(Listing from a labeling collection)
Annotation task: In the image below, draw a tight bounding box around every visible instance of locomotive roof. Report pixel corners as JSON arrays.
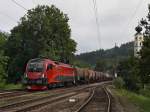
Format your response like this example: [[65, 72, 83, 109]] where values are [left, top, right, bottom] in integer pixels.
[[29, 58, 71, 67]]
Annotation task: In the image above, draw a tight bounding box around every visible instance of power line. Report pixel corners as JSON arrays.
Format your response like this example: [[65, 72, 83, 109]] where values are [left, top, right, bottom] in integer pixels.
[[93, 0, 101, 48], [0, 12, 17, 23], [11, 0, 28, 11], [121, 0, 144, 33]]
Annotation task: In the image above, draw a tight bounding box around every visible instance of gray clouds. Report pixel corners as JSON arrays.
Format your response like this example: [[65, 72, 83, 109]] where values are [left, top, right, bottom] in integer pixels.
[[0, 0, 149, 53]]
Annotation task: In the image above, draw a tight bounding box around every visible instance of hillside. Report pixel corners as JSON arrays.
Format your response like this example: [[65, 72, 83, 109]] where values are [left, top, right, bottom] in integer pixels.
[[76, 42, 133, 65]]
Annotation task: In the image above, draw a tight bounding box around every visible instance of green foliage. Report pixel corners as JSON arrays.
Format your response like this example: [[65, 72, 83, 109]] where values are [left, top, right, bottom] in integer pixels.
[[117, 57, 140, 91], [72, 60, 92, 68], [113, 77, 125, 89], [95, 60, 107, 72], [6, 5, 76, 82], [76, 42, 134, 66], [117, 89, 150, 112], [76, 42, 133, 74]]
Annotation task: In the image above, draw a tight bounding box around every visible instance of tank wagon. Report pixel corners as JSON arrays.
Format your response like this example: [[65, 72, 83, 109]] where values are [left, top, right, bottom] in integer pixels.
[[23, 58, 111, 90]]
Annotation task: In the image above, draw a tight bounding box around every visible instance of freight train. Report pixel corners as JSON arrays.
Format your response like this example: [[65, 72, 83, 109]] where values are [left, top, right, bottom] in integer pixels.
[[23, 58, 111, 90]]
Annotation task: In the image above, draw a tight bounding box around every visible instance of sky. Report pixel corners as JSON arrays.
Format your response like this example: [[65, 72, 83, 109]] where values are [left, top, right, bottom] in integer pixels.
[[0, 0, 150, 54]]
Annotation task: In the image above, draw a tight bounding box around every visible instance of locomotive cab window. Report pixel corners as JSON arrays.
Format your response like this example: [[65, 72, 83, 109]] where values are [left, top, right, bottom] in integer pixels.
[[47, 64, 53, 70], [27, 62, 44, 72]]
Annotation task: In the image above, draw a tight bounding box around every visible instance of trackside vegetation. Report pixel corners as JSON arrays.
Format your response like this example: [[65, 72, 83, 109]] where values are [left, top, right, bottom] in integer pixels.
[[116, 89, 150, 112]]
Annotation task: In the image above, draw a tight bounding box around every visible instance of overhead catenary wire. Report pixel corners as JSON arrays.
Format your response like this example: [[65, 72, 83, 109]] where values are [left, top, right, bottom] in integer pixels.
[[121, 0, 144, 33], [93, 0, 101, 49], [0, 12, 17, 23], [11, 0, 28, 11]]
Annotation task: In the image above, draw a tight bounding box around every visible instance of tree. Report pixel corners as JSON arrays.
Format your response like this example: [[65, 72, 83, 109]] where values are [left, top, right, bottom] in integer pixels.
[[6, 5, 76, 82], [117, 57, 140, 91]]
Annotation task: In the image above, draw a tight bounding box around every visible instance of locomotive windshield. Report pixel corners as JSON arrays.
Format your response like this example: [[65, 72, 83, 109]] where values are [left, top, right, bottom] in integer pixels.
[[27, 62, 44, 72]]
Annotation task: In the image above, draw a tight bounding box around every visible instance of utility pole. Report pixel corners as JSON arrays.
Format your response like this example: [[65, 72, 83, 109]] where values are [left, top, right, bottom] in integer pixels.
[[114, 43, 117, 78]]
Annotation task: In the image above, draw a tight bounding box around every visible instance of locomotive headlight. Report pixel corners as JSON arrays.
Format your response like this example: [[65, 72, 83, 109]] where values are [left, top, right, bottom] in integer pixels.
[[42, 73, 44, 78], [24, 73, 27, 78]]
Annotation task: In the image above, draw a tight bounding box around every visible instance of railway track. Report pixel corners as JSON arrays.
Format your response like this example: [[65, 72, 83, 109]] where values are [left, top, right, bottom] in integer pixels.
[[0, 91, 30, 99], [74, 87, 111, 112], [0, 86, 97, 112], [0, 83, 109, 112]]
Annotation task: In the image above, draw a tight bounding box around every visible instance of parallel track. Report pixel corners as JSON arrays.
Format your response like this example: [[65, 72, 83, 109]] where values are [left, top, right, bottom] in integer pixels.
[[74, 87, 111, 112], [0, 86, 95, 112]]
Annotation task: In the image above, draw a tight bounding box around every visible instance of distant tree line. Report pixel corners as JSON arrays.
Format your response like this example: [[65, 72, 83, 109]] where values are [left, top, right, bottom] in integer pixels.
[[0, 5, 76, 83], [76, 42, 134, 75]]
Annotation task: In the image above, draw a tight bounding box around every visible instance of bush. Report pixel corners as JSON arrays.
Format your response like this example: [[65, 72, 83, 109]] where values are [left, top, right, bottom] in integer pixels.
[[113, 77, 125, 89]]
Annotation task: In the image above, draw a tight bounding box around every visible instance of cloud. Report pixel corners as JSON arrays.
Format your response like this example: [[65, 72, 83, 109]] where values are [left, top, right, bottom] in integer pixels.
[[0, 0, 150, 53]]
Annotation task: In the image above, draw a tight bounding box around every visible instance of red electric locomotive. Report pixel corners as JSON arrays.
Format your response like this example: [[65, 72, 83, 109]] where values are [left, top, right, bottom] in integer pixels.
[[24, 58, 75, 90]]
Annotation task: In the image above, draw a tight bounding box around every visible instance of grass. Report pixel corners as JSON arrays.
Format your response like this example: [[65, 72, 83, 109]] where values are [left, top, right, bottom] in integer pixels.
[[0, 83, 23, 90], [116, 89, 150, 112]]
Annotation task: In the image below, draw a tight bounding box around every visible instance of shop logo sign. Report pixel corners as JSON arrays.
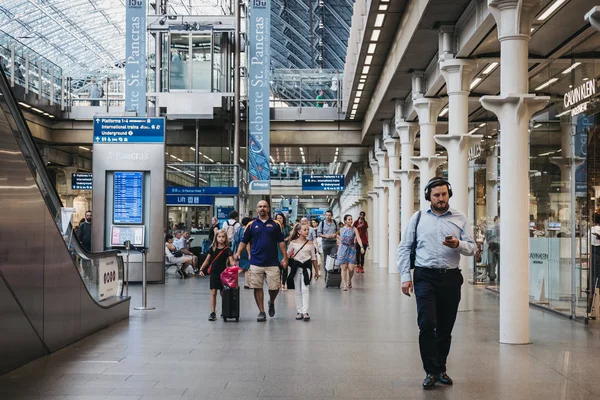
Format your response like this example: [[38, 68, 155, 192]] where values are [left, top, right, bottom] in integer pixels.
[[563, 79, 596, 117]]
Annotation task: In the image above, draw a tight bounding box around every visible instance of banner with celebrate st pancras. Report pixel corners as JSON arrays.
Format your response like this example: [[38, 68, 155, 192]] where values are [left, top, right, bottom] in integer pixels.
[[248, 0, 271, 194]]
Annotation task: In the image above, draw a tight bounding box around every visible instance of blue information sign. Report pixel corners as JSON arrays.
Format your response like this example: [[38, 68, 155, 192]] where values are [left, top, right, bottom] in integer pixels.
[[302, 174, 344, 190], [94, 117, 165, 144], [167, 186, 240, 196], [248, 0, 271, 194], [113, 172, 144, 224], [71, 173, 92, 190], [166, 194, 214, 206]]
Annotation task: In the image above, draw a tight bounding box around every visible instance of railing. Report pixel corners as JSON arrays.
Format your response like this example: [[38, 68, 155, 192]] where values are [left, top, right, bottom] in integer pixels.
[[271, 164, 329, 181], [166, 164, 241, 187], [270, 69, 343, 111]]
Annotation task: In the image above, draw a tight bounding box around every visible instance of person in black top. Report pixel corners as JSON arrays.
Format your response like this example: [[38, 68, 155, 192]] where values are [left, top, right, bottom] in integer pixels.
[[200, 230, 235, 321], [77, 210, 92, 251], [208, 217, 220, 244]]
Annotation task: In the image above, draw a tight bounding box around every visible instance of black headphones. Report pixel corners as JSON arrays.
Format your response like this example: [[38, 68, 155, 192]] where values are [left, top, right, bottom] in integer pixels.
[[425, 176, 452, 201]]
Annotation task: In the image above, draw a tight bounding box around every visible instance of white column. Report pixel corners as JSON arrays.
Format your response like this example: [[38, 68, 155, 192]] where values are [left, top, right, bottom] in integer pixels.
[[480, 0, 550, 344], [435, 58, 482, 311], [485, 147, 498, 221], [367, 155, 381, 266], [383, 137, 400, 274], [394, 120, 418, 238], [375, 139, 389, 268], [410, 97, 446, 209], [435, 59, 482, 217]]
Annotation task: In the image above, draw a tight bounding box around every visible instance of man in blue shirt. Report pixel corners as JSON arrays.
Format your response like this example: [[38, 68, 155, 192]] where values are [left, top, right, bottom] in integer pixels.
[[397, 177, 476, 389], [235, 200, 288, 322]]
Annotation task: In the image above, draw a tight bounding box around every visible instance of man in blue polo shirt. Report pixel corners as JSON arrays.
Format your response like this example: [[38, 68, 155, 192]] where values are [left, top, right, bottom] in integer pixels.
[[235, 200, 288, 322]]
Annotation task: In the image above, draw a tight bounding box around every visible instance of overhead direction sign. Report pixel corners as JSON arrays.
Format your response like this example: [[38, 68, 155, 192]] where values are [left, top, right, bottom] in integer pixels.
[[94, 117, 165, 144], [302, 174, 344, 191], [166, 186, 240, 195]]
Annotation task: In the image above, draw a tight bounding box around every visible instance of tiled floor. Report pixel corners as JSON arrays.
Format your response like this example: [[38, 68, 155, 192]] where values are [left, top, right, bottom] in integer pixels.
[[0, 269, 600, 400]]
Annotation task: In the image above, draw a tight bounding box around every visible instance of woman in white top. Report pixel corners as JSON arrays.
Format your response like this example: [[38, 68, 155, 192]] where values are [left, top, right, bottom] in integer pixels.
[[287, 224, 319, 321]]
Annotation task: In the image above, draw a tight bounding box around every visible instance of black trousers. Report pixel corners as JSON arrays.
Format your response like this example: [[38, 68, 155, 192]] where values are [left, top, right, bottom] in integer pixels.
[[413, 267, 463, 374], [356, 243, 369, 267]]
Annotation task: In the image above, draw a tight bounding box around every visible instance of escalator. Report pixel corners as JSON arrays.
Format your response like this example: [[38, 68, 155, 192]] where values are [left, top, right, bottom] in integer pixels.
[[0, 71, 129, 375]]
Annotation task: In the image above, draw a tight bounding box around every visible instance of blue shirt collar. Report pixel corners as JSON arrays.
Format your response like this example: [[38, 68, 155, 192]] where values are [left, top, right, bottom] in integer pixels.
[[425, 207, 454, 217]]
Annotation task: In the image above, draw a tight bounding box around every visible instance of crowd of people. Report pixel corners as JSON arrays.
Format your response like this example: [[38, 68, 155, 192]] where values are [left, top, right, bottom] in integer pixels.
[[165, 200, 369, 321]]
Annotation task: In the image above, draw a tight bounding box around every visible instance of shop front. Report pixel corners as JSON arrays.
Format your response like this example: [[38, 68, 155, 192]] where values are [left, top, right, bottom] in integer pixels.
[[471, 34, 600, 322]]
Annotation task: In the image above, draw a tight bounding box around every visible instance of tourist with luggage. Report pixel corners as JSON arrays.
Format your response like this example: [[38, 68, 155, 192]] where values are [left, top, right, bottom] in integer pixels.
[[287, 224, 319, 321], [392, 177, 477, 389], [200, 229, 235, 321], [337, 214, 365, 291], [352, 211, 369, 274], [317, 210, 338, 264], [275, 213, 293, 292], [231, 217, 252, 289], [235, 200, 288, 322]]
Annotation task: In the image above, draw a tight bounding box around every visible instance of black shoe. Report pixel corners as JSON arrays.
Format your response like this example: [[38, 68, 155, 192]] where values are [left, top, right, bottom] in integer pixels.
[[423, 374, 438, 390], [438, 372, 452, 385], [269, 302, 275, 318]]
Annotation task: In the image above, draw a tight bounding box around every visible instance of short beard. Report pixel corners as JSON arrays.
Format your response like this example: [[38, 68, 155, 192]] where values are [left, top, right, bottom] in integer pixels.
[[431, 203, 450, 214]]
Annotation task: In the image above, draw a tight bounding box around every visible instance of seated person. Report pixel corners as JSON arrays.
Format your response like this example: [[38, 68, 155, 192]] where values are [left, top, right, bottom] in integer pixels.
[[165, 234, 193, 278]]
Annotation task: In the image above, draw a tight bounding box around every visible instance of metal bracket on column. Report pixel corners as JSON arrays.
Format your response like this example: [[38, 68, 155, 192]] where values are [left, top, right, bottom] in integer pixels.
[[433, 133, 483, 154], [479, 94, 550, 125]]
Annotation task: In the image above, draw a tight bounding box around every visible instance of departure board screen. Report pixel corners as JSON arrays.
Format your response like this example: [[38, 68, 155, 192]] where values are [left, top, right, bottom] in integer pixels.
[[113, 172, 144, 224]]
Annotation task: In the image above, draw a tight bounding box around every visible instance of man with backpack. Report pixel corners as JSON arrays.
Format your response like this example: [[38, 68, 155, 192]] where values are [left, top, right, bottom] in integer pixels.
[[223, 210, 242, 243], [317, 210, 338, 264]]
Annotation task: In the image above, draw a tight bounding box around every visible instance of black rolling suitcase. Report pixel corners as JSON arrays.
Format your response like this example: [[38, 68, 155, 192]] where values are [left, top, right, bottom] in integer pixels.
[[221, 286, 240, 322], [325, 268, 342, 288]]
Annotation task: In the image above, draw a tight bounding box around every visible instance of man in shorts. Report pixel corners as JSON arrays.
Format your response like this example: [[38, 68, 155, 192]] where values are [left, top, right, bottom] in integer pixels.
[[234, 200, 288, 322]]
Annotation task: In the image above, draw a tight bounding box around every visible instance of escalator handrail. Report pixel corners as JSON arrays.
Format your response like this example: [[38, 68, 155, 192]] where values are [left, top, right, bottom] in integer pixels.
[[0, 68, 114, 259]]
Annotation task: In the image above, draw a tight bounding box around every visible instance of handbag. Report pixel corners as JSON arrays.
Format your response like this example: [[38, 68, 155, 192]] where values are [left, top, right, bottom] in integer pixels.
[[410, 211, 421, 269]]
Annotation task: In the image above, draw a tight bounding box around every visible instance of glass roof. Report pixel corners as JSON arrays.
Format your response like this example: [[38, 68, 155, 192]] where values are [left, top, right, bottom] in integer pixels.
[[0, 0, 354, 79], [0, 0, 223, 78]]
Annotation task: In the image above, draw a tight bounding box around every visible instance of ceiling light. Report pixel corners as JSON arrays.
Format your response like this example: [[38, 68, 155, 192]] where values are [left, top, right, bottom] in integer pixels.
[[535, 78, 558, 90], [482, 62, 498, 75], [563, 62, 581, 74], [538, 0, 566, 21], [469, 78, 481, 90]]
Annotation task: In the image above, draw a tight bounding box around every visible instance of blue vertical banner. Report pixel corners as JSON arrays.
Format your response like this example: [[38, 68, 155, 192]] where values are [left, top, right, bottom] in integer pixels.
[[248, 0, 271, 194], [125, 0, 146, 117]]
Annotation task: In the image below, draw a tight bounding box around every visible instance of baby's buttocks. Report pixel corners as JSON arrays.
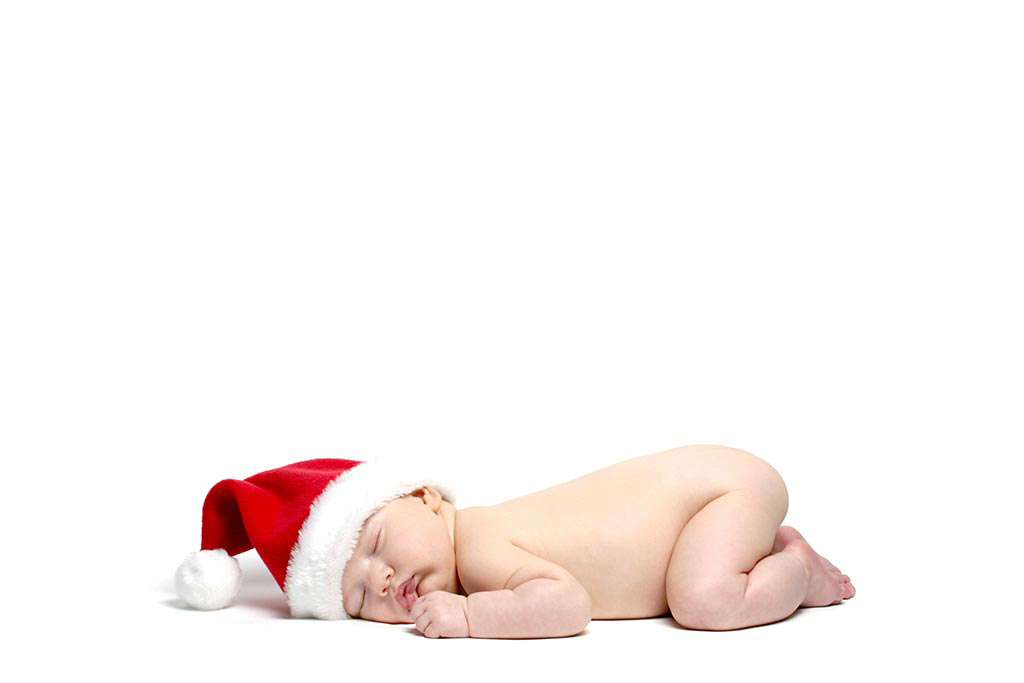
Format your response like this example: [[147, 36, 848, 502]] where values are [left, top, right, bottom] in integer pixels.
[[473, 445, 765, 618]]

## Exercise aim
Reproduce verbatim the lines of the listing starting at the line containing "luggage. Report pixel corners as JSON arrays." and ending at the line containing "[[165, 234, 193, 278]]", with both of those lines included.

## Final result
Annotation task: In the image above, draw a tight bounding box around every visible instance of tourist with luggage. Report pixel corners as JSON arrays.
Format your response like this example: [[38, 68, 155, 192]] where values are [left, top, right, bottom] in integer pixels.
[[287, 224, 319, 321], [392, 177, 477, 389], [200, 229, 235, 321], [337, 214, 365, 291], [352, 211, 369, 274], [317, 210, 338, 264], [275, 213, 293, 292], [231, 217, 252, 289], [235, 200, 288, 322]]
Annotation task: In the image above, draw a tight bounding box around every visible instance of black shoe. Report pixel corners as JSON arrays.
Format your response like this example: [[38, 68, 155, 192]] where values are [left, top, right, bottom] in integer pixels.
[[423, 374, 438, 390], [438, 372, 452, 385], [269, 302, 275, 318]]
Annotation task: In the image above, draw a tight bounding box around every visible instance of short beard. Report pixel corners as JSON arrays.
Format your response like this example: [[38, 68, 155, 192]] where values are [left, top, right, bottom] in integer pixels.
[[431, 203, 450, 214]]
Annotation task: In the image above, draw a tight bounding box around every visible instance of seated person. Report pixel corners as JSON arrays.
Format your response like this example: [[38, 68, 155, 192]] where values are [left, top, right, bottom] in integer pixels.
[[165, 234, 193, 278]]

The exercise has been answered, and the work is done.